■ **Given problem**: Please give the data below again in full, exactly as it stands.

■ **Input records**:
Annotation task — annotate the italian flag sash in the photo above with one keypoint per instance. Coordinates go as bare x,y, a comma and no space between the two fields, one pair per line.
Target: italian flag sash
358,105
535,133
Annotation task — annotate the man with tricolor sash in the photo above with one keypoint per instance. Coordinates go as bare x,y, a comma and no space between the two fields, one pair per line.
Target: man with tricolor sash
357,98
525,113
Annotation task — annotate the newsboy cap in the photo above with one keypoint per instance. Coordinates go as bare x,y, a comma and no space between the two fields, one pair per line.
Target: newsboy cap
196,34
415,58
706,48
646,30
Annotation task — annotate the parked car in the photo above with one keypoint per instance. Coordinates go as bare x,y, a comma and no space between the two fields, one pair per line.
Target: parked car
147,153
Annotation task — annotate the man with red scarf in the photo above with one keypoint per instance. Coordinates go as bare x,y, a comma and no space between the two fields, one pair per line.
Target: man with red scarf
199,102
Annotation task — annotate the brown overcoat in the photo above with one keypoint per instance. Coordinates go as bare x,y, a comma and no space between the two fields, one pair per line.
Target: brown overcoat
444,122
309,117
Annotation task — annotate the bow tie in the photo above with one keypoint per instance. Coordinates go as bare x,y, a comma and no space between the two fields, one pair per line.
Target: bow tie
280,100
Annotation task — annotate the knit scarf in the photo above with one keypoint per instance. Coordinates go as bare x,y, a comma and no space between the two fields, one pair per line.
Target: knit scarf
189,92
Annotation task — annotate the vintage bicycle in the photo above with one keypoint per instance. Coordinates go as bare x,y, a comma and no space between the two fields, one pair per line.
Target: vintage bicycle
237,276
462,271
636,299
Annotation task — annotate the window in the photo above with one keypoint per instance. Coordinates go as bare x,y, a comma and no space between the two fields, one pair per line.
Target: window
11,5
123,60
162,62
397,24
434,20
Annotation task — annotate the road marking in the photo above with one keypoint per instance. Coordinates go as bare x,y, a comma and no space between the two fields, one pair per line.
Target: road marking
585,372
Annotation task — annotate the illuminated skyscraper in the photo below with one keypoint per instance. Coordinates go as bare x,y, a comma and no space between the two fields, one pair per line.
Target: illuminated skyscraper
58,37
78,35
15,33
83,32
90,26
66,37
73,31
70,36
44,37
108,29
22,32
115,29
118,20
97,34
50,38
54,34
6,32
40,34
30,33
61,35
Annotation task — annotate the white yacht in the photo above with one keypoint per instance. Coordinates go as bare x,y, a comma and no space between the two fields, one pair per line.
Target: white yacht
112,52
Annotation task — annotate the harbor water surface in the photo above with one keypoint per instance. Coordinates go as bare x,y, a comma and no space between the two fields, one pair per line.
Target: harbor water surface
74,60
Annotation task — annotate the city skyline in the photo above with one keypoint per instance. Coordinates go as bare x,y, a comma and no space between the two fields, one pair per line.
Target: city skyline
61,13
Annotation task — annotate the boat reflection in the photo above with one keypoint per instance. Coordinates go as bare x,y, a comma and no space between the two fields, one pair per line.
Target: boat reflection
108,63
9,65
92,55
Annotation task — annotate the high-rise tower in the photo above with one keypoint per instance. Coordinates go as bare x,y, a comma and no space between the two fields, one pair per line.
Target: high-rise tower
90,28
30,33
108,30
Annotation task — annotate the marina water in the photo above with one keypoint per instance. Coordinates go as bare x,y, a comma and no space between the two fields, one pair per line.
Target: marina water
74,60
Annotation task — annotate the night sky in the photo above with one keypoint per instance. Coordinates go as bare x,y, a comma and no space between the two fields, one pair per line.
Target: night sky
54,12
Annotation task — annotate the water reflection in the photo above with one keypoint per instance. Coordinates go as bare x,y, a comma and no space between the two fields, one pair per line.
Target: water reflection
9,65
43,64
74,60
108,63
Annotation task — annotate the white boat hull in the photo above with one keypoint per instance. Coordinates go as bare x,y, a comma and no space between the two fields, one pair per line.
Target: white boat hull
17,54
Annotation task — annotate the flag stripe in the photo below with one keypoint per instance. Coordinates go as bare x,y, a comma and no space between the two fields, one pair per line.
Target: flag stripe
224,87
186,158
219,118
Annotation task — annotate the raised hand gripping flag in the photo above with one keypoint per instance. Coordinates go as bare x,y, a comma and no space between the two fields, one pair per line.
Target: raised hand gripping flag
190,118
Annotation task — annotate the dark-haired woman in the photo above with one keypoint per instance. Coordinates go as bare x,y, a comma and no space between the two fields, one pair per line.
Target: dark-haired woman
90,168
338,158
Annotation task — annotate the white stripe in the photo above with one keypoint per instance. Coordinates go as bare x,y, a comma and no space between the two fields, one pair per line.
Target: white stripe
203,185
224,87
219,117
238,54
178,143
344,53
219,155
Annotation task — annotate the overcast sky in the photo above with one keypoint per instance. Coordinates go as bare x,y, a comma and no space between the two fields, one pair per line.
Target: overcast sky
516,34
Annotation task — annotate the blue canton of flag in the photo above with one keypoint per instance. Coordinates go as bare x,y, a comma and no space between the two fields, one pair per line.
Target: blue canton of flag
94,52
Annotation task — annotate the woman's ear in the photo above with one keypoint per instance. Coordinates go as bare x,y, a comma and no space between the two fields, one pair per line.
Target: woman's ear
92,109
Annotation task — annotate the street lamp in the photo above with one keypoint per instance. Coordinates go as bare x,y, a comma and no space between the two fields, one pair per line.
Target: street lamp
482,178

■ **Right answer**:
Annotation task — annotate the italian flag sash in the photo above with one keypoint per instance. Coordinates go as bare x,y, a comma and no space between the two fields, one pair per line.
Target: italian flag sash
358,105
535,133
Annotation task — annotate the man with tricolor sash in the photo above with one keypoint per instance. Coordinates go as bare x,y, a comma and no space between the two fields, one pair per line.
Target: man with tricolor sash
357,98
525,113
Annotation task — annotate the newsboy cap in the photo above with one keypoint per instance. Coordinates go as bare x,y, a comma and no space between the two fields, one pair per line.
Target: newsboy cap
196,34
415,58
706,48
646,30
Annotation task — annotate the parked car in the photo above with one keypoint per instance. Coordinates go as bare x,y, a comma and no space between the two fields, one pair per line.
Target: parked car
147,153
Annotation task — annotate the man with red scarf in the photo above with one keypoint per instance. Coordinates go as bare x,y, a comma and no space between the two fields, one pair per line.
Target: man with red scarf
199,102
Annotation task — annotate the brown overcoat in the photo above with one keypoint per instance. Coordinates go as bare x,y, a comma and no space between the two fields, one pair per line.
Target: brown overcoat
444,122
309,117
Annotation task — annotate the bow tie in the photo above with one keypoint per instance. Coordinates go as bare x,y, a comma and no space between the two fields, one pair per line.
Target: bow tie
280,100
Annotation task — annotate the knit scarf in the photo above with one keypoint per instance. Coordinates go as bare x,y, a comma and no space between the two fields, one pair per line.
Target: knit scarf
189,92
Annotation task — annotate the vintage bicycle in the photo above with one keypoint per instance. Coordinates go as bare x,y, a comma and no space between the two fields, one pair per line.
Target: vintage bicycle
237,276
462,271
636,299
Annotation task — annotate the window in the photo above with one keypoint per instance. Coordinates go as bare x,y, a comma and no space between the two fields, one pair per line.
Target: window
11,5
123,60
162,62
397,24
434,20
Annotation task — annotate the road marking in the photo above with one keypoint per instance. Coordinates go as bare x,y, a comma and no space between the two fields, one pair per line.
Target: road marking
585,372
Annotation task — annotate the illuminated skyscraper in the photo below with one keypoint per instance. Coordinates go as bare x,y, a comma and no space between the two fields, one pair per line.
Target: illuminated skyscraper
58,37
78,35
15,33
83,32
90,26
66,37
73,31
70,36
44,37
108,29
22,32
115,29
118,20
97,34
50,38
54,34
6,32
40,34
30,33
61,35
Annotation task — annotate the white yacht in the photo above with one keypoint per instance. Coordinates go as bare x,y, a comma and no space between the two fields, one pair per line.
Target: white yacht
112,52
Annotation task — annotate the harbor water surface in the photo above with one keypoint per instance. Coordinates go as bare x,y, a comma and no space between the two fields, one pair per line.
Target: harbor water surface
74,60
Annotation task — annotate the city skyline in the photo above with one keypoint per instance. Coordinates go as bare x,y, a comma and no space between the two fields, one pair per line.
Target: city skyline
61,13
Annotation task — annotate the boat reflection in the photo above with one keypoint per instance. Coordinates go as bare x,y, a comma and no space between the two fields, one pair per line.
Target: boat reflection
108,63
9,65
92,55
Annotation task — annotate the high-rise tower in the photo above with one keypoint per instance. Coordinates go as bare x,y, a comma and no space between the two fields, one pair per line.
Target: high-rise tower
90,28
30,33
108,30
Annotation task — annotate the marina water in the photo above with one keypoint per instance. Coordinates go as bare x,y, a comma and no space between the two fields, one pair per line.
Target: marina water
74,60
Annotation task — annotate the night sky in the photo above with one keypoint per instance. Coordinates go as bare x,y, a comma and no space between the two fields, one pair per line.
Target: night sky
54,12
Annotation task — annotate the water reflection in the photo above with one keypoint per instance. Coordinates go as bare x,y, a comma and no space between the two fields, one pair per line.
Target: water reflection
9,65
43,64
74,60
108,63
Annotation task — annotate the white boat hull in the photo above with one keypoint per instance. Coordinates go as bare x,y, a comma and no space between the two fields, one pair per line.
Target: white boat hull
17,54
Annotation task — annotate the flag stripe in the photo below with one keypoint per instance. Coordinates go as bare x,y, a comma and no space between the two fields, one pair per line.
Target: flag stripe
224,87
186,158
219,118
Annotation task — annotate the raised hand gripping flag in the photo above with one keypoint per instance. Coordinates go as bare x,y, a comma and no space between the two fields, one pair per line.
Target: raised hand gripping flag
190,118
Annotation task — annotate the dark-haired woman in the photo above with one keypoint per instance. Coordinates go as bare x,y, a comma and no space between the two fields, one pair per line.
Target: dark-haired woman
90,168
338,158
Annotation task — annotate the white stripe in the photo above with one keypoint per instance. Coordinates go as bare x,y, a comma and no space between the two fields, one pair per line.
Target: white stripe
203,185
224,87
219,117
238,54
178,143
344,53
219,155
Annotation task — annotate the overcast sky in the photo above with one keypoint per instance. Coordinates go as bare x,y, a comma and no space between the two fields, one pair per line.
Target: overcast sky
516,34
Annotation task — annotate the blue canton of flag in the photo above with one keypoint per instance. Coordinates go as bare x,y, a comma and no space between the two fields, one pair per line.
Target: blue canton of flag
94,52
Annotation task — annotate the woman's ear in the photo above with one keypoint per instance. Coordinates go as bare x,y, a comma and no space between the two fields, one pair per line.
Target: woman's ear
92,109
Annotation task — annotate the street lamp in the photo above with one keypoint per instance. Coordinates go as bare x,y, a comma and no space between the two fields, one pair per line.
Target: street lamp
482,178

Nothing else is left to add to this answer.